>> Start Source extract

All,

    The processes finished: https://corpora.tika.apache.org/base/xmps/

    Now has two subdirectories, one for the original raw byte scraping
(1.2 million files with some junk
https://corpora.tika.apache.org/base/xmps/scraped-xmps/) and one for
the logical XMPs extracted by ExifTool (450k files
https://corpora.tika.apache.org/base/xmps/exiftool-xmps/).

     I plan to write some lightweight code to traverse the DOM and
look for all /Metadata objects and what they're attached to.

     If the XMP files are of any use or if they'd be of more use to
you if we did further processing or packaging, please let me know.

    Cheers,

              Tim

On Wed, Mar 17, 2021 at 4:21 PM Tim Allison <talli...@apache.org> wrote:
>
> > Ah, I wasn't aware of XMPFiles...thank you...I can run that next if that'd 
> > be of any interest.
>
> If there were a commandline or a Java SDK, I could run that next if
> that'd be of any interest. :D
>
> On Wed, Mar 17, 2021 at 3:28 PM Tim Allison <talli...@apache.org> wrote:
> >
> > Ah, I wasn't aware of XMPFiles...thank you...I can run that next if
> > that'd be of any interest.
> >
> > I kicked off a process to run `exifTool -xmp -b` against the files.
> > The output will go here:
> > https://corpora.tika.apache.org/base/exiftool-xmps/
> >
> > On Wed, Mar 17, 2021 at 3:24 PM Leonard Rosenthol
> > <lrose...@adobe.com.invalid> wrote:
> > >
> > > Very interesting - thanks.
> > >
> > > FWIW: The XMPToolkit itself has a module called "XMPFiles" 
> > > (https://github.com/adobe/XMP-Toolkit-SDK#xmpfiles) whose job it is to 
> > > read & write/update XMP (and other related metadata such as EXIF) from 
> > > various file formats.  It's what all the Adobe apps use to handle XMP in 
> > > any file format that we encounter.
> > >
> > > Leonard
> > >
> > > On 3/17/21, 2:48 PM, "Tim Allison" <talli...@apache.org> wrote:
> > >
> > >     Wait...I'm sorry...I'm wrong on the first point.
> > >
> > >     1) in Tika generally, we use Jempbox (currently) to parse XMP when the
> > >     parsers come across it and after they select the right one and do any
> > >     joining or other modifications...e.g. the "right" xmp.  We use xmpcore
> > >     for converting other metadata to XMP in our tika-xmp module, and
> > >     xmpcore is a dependency of Drew Noakes' metadata-extractor which is
> > >     critical.
> > >
> > >     On Wed, Mar 17, 2021 at 2:43 PM Tim Allison <talli...@apache.org> 
> > > wrote:
> > >     >
> > >     > >Isn't that why are you using the XMP Toolkit???

>> End Source extract

### Set of tasks:
• A. Transcribe the passage of the XMP thread that begins at the words "Now has two" and stops after "let me know.".
• B. Report how many lines of the rows contain the string "railing", treating case as significant. Give only the number.
The XMP thread and the rows have no connection to each other.

>> Start Given entries

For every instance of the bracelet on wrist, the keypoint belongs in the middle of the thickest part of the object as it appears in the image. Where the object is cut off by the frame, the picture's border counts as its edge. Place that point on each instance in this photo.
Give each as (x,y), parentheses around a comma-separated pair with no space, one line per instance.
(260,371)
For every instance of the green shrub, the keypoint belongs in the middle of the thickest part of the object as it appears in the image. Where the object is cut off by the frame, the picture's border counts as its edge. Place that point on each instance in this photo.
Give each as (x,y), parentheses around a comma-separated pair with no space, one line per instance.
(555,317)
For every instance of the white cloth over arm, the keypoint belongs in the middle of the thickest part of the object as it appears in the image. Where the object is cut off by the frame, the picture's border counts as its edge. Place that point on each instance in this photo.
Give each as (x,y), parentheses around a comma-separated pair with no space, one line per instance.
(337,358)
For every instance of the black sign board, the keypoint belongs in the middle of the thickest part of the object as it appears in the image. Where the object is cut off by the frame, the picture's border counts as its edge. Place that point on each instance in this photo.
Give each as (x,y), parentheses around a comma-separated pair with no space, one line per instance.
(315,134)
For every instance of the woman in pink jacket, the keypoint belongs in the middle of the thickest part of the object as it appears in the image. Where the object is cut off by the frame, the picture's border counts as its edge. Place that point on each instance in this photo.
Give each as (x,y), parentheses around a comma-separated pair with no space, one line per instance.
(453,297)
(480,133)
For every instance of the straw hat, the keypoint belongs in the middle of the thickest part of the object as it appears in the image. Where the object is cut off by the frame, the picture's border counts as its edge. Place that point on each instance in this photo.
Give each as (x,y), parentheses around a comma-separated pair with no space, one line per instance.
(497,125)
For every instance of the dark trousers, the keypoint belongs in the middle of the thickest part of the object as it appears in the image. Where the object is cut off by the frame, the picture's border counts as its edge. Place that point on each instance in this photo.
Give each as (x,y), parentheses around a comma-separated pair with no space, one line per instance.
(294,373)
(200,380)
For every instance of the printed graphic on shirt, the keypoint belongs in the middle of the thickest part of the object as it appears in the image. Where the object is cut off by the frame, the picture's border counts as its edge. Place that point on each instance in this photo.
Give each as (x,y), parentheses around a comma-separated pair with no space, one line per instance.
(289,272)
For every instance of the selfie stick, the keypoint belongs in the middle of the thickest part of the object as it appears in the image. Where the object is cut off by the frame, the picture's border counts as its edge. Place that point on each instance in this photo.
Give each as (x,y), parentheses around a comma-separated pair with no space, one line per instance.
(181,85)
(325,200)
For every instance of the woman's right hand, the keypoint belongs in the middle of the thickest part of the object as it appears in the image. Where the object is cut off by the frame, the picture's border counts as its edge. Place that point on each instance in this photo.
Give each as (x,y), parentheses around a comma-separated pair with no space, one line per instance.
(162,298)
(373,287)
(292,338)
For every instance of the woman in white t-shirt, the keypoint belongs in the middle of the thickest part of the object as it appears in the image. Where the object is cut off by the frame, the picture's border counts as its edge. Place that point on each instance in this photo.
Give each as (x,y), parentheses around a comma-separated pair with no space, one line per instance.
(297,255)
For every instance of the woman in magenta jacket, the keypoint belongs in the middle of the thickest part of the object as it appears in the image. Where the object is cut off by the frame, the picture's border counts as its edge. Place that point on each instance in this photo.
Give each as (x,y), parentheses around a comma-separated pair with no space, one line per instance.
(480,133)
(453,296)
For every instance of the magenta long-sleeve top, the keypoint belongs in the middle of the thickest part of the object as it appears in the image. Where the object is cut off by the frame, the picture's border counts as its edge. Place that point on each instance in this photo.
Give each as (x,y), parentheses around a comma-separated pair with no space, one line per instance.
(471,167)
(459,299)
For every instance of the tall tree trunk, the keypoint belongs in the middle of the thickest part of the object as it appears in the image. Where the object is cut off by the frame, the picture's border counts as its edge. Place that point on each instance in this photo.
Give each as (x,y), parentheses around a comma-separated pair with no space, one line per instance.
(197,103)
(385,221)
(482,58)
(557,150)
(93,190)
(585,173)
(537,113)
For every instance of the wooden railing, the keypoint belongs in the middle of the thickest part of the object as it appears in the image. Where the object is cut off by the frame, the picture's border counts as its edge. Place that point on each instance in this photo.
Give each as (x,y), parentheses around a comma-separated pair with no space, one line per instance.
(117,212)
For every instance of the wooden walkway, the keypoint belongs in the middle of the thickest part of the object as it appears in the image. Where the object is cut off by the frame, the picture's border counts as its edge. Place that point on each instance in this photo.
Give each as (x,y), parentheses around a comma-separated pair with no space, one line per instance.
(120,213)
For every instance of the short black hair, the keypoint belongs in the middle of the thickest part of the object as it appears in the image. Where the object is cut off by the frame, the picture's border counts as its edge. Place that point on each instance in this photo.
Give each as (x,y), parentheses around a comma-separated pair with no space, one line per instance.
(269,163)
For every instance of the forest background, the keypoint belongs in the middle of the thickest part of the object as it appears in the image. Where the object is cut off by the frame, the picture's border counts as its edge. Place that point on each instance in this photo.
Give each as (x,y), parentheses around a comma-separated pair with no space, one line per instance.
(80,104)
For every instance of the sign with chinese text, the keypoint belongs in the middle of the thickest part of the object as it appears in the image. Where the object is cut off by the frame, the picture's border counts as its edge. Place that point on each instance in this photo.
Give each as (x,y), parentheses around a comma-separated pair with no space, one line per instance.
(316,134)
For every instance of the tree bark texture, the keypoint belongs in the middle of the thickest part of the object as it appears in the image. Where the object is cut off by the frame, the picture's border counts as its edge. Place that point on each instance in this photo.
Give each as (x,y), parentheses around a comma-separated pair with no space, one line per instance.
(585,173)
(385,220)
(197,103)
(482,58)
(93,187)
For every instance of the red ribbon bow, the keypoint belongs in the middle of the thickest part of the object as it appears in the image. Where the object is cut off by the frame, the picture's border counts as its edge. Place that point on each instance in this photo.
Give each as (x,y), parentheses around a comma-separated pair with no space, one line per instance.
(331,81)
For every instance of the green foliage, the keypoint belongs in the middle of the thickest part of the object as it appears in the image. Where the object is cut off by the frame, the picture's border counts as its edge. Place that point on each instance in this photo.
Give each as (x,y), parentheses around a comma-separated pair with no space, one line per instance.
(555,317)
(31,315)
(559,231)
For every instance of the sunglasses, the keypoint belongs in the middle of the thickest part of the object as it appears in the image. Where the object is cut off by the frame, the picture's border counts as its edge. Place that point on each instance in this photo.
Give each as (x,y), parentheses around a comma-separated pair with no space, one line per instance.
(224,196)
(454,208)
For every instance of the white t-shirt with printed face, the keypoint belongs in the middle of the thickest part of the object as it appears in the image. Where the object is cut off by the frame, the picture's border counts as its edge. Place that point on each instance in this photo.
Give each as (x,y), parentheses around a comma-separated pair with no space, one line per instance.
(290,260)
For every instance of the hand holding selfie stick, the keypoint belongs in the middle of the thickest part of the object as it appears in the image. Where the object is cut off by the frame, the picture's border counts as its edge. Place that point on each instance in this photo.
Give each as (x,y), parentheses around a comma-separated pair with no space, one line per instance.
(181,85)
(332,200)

>> End Given entries

### Answers below:
• A.
Now has two subdirectories, one for the original raw byte scraping
(1.2 million files with some junk
https://corpora.tika.apache.org/base/xmps/scraped-xmps/) and one for
the logical XMPs extracted by ExifTool (450k files
https://corpora.tika.apache.org/base/xmps/exiftool-xmps/).

     I plan to write some lightweight code to traverse the DOM and
look for all /Metadata objects and what they're attached to.

     If the XMP files are of any use or if they'd be of more use to
you if we did further processing or packaging, please let me know.

• B. 1